• **Work item**: Lines of the records that hold the word "rough" are to be counted; give the number and nothing more.

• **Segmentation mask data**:
--- START ---

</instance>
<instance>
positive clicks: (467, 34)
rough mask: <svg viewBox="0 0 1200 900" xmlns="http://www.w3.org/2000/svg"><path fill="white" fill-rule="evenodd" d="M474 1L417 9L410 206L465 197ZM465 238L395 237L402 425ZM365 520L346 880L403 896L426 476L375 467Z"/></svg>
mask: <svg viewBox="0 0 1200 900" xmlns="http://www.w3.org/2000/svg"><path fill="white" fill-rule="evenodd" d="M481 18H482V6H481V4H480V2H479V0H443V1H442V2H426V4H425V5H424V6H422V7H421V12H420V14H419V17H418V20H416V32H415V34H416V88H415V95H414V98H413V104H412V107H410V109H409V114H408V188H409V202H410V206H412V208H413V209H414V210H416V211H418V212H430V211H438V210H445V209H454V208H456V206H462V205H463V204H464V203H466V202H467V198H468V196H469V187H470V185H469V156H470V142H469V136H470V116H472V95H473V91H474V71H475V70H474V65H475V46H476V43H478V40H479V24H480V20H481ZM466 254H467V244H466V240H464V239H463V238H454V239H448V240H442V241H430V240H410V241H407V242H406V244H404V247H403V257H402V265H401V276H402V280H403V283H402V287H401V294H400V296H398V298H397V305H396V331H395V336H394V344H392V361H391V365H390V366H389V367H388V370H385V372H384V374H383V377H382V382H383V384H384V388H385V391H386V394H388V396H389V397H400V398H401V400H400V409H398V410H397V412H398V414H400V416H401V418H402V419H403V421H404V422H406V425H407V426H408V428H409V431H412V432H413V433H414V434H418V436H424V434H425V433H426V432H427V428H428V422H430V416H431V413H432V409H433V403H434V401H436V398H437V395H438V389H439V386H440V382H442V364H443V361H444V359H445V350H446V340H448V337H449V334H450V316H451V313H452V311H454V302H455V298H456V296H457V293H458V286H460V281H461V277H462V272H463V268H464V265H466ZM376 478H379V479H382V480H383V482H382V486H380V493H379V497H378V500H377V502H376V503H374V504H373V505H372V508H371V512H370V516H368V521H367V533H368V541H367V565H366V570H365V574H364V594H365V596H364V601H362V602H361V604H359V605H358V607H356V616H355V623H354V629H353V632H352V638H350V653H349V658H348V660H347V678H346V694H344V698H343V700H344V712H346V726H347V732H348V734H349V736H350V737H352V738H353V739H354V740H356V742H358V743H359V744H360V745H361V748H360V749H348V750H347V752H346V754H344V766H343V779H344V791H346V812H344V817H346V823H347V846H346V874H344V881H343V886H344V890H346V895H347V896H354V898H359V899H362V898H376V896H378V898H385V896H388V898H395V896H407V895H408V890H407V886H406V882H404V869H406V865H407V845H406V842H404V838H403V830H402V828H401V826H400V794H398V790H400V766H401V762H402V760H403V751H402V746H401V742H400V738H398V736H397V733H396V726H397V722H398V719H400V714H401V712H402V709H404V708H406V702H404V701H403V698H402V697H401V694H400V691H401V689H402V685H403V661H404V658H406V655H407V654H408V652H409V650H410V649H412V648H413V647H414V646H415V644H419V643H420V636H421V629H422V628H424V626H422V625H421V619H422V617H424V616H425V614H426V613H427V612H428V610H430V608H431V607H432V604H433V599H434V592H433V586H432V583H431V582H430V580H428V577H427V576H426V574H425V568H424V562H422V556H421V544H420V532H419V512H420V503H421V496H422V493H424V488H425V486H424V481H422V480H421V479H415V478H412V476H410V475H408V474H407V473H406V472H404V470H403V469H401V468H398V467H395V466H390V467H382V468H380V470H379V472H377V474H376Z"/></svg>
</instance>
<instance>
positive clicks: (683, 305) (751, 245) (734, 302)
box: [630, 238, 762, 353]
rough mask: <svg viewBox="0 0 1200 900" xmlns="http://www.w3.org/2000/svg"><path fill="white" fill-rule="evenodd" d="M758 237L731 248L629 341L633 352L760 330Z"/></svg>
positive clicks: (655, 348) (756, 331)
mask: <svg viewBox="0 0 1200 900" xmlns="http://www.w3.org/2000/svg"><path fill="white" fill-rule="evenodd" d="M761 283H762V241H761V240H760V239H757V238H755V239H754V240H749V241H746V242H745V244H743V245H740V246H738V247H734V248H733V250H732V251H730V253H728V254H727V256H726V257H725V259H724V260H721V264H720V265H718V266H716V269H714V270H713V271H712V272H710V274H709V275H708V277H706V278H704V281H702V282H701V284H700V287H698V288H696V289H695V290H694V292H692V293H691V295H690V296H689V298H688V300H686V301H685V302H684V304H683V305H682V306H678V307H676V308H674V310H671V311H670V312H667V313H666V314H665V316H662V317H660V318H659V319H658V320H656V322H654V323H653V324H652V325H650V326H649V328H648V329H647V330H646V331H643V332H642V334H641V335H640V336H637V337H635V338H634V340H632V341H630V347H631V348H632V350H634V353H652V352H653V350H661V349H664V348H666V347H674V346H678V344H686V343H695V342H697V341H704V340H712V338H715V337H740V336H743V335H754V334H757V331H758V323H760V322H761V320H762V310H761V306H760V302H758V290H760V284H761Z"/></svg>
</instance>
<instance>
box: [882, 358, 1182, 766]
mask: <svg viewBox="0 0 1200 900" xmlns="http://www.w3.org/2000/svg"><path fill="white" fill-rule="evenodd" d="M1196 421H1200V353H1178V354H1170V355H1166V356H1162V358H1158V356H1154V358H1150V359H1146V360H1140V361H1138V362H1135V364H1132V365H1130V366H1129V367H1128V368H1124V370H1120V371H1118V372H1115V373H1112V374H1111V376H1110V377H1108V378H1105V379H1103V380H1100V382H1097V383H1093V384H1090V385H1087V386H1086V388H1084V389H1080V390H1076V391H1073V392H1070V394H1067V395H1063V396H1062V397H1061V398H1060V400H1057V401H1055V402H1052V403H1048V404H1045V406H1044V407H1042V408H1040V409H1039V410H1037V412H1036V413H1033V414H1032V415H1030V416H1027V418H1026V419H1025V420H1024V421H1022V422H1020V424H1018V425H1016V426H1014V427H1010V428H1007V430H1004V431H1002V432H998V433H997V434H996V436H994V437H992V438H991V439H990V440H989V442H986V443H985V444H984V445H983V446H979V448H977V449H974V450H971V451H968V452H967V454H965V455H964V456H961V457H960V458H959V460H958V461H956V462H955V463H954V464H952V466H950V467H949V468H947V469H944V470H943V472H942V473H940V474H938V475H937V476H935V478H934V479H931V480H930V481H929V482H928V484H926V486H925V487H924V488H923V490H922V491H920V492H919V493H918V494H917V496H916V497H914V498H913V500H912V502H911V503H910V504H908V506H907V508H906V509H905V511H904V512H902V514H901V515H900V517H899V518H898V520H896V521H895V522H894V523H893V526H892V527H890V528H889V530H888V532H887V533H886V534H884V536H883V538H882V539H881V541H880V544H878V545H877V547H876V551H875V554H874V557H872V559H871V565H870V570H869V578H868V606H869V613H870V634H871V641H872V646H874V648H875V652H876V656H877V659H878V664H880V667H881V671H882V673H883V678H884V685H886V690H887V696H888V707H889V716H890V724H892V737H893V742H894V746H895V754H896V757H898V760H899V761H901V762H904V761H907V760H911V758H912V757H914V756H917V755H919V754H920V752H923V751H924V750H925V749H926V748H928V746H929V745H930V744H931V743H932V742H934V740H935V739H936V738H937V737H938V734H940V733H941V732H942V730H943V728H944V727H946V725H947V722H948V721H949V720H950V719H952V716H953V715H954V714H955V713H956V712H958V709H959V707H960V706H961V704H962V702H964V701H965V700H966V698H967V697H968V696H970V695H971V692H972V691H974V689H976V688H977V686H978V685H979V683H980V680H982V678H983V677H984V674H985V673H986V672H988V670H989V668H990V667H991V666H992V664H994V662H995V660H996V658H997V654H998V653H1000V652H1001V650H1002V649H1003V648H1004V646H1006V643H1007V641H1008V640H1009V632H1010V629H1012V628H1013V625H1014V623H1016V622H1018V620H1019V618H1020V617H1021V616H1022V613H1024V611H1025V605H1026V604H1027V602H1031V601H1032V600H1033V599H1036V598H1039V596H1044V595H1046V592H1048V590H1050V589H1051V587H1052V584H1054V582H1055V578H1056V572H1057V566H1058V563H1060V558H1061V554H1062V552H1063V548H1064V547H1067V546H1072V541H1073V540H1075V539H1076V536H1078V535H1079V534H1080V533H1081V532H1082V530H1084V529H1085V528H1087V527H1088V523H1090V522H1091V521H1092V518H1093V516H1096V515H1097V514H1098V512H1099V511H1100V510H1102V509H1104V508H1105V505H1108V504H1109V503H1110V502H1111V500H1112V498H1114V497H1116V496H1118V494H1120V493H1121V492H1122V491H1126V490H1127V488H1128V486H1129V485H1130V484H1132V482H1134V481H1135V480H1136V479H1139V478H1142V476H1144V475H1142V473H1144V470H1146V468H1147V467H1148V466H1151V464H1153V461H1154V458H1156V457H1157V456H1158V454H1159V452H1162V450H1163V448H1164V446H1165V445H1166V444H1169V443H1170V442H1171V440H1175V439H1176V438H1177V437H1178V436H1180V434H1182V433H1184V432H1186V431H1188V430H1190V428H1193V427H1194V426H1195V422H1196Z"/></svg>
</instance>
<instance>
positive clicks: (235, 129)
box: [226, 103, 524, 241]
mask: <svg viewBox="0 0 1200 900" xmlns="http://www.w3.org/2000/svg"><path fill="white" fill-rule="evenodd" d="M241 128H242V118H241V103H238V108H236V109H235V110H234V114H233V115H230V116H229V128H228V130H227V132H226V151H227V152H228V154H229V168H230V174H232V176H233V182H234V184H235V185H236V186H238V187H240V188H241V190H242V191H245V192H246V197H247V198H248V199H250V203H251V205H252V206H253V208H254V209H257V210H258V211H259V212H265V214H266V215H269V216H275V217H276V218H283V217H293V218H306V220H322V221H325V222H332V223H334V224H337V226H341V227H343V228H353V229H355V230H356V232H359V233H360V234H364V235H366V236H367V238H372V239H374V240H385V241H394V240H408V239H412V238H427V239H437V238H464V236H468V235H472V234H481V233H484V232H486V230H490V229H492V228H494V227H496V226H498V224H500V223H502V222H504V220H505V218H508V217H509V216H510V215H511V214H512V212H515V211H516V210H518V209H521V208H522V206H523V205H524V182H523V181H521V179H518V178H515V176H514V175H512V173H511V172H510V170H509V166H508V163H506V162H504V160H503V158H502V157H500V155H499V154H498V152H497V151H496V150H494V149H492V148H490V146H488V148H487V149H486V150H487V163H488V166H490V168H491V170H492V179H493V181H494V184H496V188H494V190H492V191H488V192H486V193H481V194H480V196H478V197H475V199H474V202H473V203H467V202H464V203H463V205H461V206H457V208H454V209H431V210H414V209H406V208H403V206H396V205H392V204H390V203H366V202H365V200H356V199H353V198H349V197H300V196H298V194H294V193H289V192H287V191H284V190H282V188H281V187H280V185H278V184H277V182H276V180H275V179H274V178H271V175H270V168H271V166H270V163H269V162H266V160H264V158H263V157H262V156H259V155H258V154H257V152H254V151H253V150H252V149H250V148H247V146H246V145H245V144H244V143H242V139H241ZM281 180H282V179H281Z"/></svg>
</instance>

--- END ---

• **Output of the task**: 2